Objectives:
#1 Repeat the FreeBSD multi-monitor thread word for word between "I am looking" and "be using i3-wm.", inclusive.
#2 Carry on writing the FreeBSD multi-monitor thread, starting right after its last line.

Excerpt to read:
□ □ □

# 3+ Monitors



## Barnytron (Dec 27, 2011)

I am looking for a solution to use 3 monitors on FreeBSD. At the moment I use a HD 6870 on Windows/Linux but this isn't possible on FreeBSD due to the card requiring KMS.

I was thinking of buying 2x GeForce 9800 GT's, but I am unsure if I will be able to configure this correctly to have 3 separate workspaces not one spread across all the monitors as I will be using i3-wm.

Does anyone have a setup like this, or can give advice.

Thanks.


----------



## gentoobob (Jan 11, 2012)

I read an article a while back that FreeBSD doesn't support SLI yet.  If that is what you are trying to do with the 2 9800's.


----------



## BuSerD (Feb 12, 2012)

□ □ □

Outline entries for images:

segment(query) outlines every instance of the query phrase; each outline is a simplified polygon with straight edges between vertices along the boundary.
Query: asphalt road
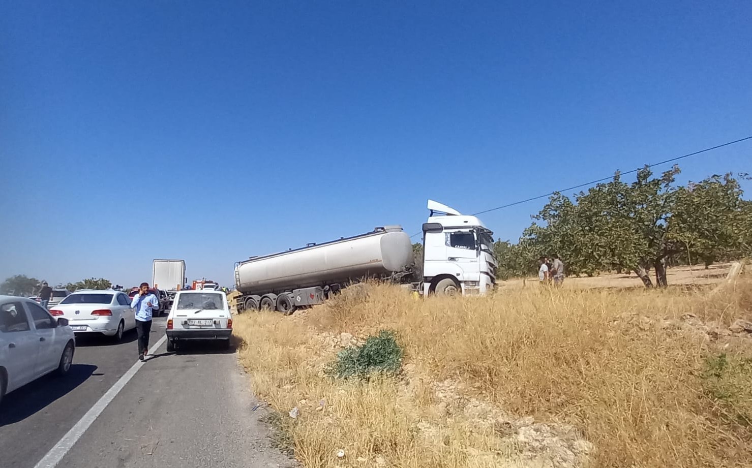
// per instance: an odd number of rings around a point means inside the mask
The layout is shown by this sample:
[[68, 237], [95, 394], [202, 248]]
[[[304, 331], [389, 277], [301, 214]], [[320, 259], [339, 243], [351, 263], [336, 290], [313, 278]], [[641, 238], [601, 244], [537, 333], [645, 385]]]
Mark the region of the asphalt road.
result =
[[[155, 319], [150, 346], [164, 335]], [[70, 373], [8, 395], [0, 408], [0, 464], [35, 468], [135, 363], [135, 332], [123, 343], [77, 340]], [[271, 446], [235, 347], [159, 347], [91, 424], [58, 466], [293, 466]]]

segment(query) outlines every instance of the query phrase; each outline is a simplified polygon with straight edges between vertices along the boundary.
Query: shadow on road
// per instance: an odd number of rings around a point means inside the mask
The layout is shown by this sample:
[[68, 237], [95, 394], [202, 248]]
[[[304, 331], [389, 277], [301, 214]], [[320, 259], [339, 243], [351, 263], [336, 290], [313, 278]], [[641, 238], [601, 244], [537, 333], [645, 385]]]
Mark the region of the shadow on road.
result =
[[112, 337], [105, 337], [98, 334], [86, 334], [76, 335], [76, 346], [86, 348], [89, 346], [116, 346], [123, 343], [133, 343], [138, 339], [136, 331], [129, 330], [123, 334], [123, 340], [115, 343]]
[[97, 367], [72, 364], [65, 376], [45, 376], [13, 391], [0, 407], [0, 427], [23, 421], [86, 381]]
[[230, 347], [225, 348], [222, 340], [186, 341], [177, 345], [175, 355], [232, 355], [235, 352], [235, 343], [230, 340]]

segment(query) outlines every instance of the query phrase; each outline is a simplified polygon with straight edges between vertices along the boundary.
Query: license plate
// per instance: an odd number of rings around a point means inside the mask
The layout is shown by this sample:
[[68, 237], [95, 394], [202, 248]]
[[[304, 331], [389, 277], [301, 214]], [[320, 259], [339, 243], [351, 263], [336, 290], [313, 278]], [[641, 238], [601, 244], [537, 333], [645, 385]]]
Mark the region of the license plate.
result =
[[213, 324], [214, 321], [211, 319], [210, 320], [193, 319], [188, 321], [189, 325], [199, 325], [202, 327], [205, 327], [206, 325], [211, 325]]

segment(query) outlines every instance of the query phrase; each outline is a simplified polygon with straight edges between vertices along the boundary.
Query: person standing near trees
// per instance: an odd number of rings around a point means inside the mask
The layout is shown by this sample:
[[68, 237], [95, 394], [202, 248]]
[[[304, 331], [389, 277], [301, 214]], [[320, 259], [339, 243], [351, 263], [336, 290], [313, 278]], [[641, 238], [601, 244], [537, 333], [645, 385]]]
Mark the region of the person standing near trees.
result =
[[149, 291], [149, 283], [142, 282], [138, 294], [133, 297], [131, 307], [136, 309], [136, 333], [138, 334], [138, 359], [149, 352], [149, 334], [151, 333], [152, 311], [159, 308], [159, 300]]
[[50, 299], [52, 297], [52, 288], [47, 285], [46, 281], [42, 282], [42, 287], [39, 289], [39, 302], [41, 303], [42, 307], [45, 309], [50, 304]]
[[550, 272], [548, 270], [548, 265], [546, 264], [546, 258], [541, 257], [538, 259], [538, 263], [540, 264], [538, 269], [538, 279], [541, 286], [547, 285], [550, 280]]
[[560, 286], [564, 282], [564, 262], [561, 261], [558, 255], [553, 254], [553, 256], [551, 275], [553, 276], [553, 285]]

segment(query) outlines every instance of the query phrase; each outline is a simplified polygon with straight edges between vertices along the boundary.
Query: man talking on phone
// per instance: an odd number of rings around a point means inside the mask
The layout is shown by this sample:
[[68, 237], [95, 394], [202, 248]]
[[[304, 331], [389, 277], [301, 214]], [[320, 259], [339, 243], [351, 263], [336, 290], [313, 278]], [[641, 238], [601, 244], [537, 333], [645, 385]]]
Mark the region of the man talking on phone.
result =
[[133, 297], [131, 307], [136, 309], [136, 333], [138, 334], [138, 359], [149, 352], [149, 334], [151, 332], [152, 310], [159, 308], [159, 300], [149, 292], [149, 283], [142, 282], [138, 294]]

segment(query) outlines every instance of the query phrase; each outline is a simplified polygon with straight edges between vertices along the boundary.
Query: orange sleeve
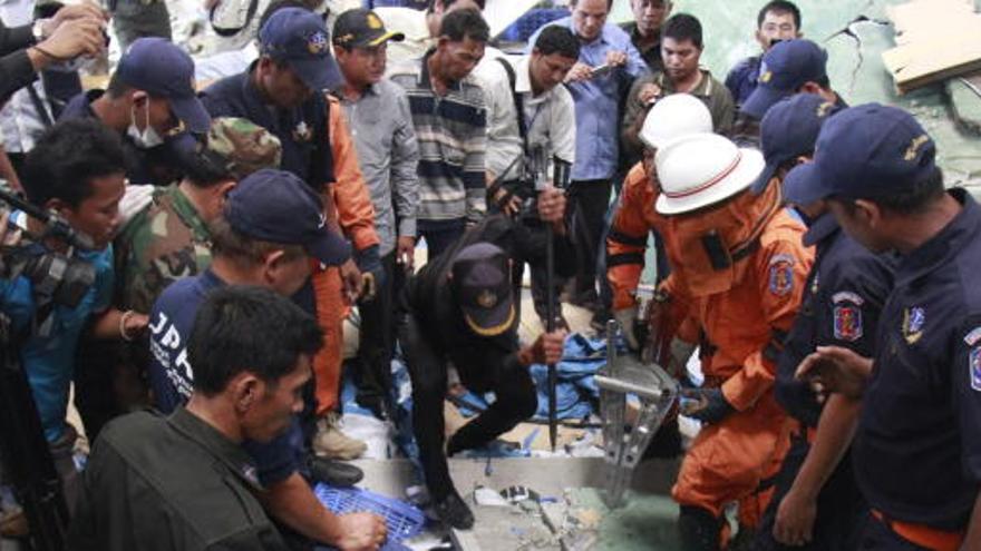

□ □ □

The replies:
#1
I am looking for a solution to use 3 monitors on FreeBSD. At the moment I use a HD 6870 on Windows/Linux but this isn't possible on FreeBSD due to the card requiring KMS.

I was thinking of buying 2x GeForce 9800 GT's, but I am unsure if I will be able to configure this correctly to have 3 separate workspaces not one spread across all the monitors as I will be using i3-wm.

#2
I've been using dual monitors for a few years on fbsd FreeBSD. Recently switched jobs and some additional responsibilities have me considering the increase to tri-monitors. Being used to researching things before attempting them I went to the nvidia documentation:

http://us.download.nvidia.com/XFree86/FreeBSD-x86_64/290.10/README/sli.html 

SLI is reported as "supported" and step by step instructions for configuration is provided. Probably a good idea to read more of docs before I proceed with the build but I hope this helps you on your way.


----------



## bbzz (Feb 12, 2012)

Yes it's possible and you don't need SLI for this, since you want separate workspaces per video output. I was able to do this before; you need to set it up in *xorg.conf*. It was really simple, but it was while ago and I can't remember what I did exactly.

But at least you know it can be done. 

edit: I forgot to say I used two nvidia cards, not radeon. Not sure about radeon.


----------



## wblock@ (Feb 12, 2012)

Actually, it may not work with the newer xorg; I tested with PCIe and PCI Radeons a while back.  http://forums.freebsd.org/showthread.php?t=28768 has some patches that may be required.  Someday, I need to test those again.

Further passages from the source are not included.